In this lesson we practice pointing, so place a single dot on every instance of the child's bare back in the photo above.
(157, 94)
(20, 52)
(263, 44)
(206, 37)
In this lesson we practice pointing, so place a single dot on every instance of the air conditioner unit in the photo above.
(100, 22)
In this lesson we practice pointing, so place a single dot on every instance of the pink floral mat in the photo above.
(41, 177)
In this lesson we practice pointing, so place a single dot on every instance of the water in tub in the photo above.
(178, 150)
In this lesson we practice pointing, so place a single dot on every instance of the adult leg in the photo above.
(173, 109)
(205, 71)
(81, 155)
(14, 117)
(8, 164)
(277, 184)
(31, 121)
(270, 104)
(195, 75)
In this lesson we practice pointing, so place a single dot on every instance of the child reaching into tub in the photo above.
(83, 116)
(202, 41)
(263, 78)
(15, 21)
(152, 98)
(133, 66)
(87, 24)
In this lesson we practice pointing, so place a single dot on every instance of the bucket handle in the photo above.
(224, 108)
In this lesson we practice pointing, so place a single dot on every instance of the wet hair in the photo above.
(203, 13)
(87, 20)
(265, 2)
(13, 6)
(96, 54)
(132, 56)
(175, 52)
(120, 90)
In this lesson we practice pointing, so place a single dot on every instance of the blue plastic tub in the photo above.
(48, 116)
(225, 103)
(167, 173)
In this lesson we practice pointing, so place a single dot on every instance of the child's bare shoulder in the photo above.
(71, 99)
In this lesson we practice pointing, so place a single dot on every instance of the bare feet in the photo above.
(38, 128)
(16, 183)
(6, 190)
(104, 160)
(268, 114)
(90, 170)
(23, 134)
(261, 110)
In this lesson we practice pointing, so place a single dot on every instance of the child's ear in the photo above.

Exercise aim - A word-for-word copy of the listing is the expected answer.

Answer box -
In this lesson we practice pointing, so place a single dot on every instance of the child's bare back in the photo above.
(157, 94)
(20, 52)
(263, 44)
(206, 37)
In this lesson we practice pointing, so place a single dot on every instance of the air conditioner unit in the photo above.
(100, 22)
In this lesson we practice pointing, so place a single dot on every instance of the pink floral mat in the photo above.
(41, 177)
In this lesson we practice pointing, so place a single dot on every instance of the water in tub in the photo above.
(178, 150)
In this lesson we practice pointing, so place a single dot on every instance of the adult leg in the photo above.
(173, 109)
(205, 71)
(81, 155)
(14, 117)
(8, 164)
(277, 184)
(31, 121)
(270, 104)
(195, 75)
In this lesson we practice pointing, so place a single dot on every instance of the child reaching into tub in the photo above.
(83, 116)
(202, 41)
(263, 78)
(15, 21)
(152, 98)
(133, 66)
(87, 24)
In this lesson we practice pointing, so place a single dot on every instance of the bucket handle in the photo above.
(224, 108)
In this lesson we practice pointing, so place a single dot on every instance of the wet hair in the photo above.
(203, 13)
(87, 20)
(265, 2)
(13, 6)
(96, 54)
(132, 56)
(175, 52)
(120, 90)
In this lesson we practice pointing, so place a single dot on every instance of the blue plastic tub in the photo above.
(48, 116)
(225, 103)
(167, 173)
In this lesson we practice pointing, so place a single dot on every instance of the child's bare shoulder in the photo above.
(71, 99)
In this lesson we practice pointing, so place a single dot on every instance of the bare feet in the photo above.
(38, 128)
(16, 183)
(6, 190)
(104, 160)
(268, 114)
(90, 170)
(23, 134)
(261, 110)
In this lesson we practice pointing, so place a single dot on every instance of the child's ear in the photo above.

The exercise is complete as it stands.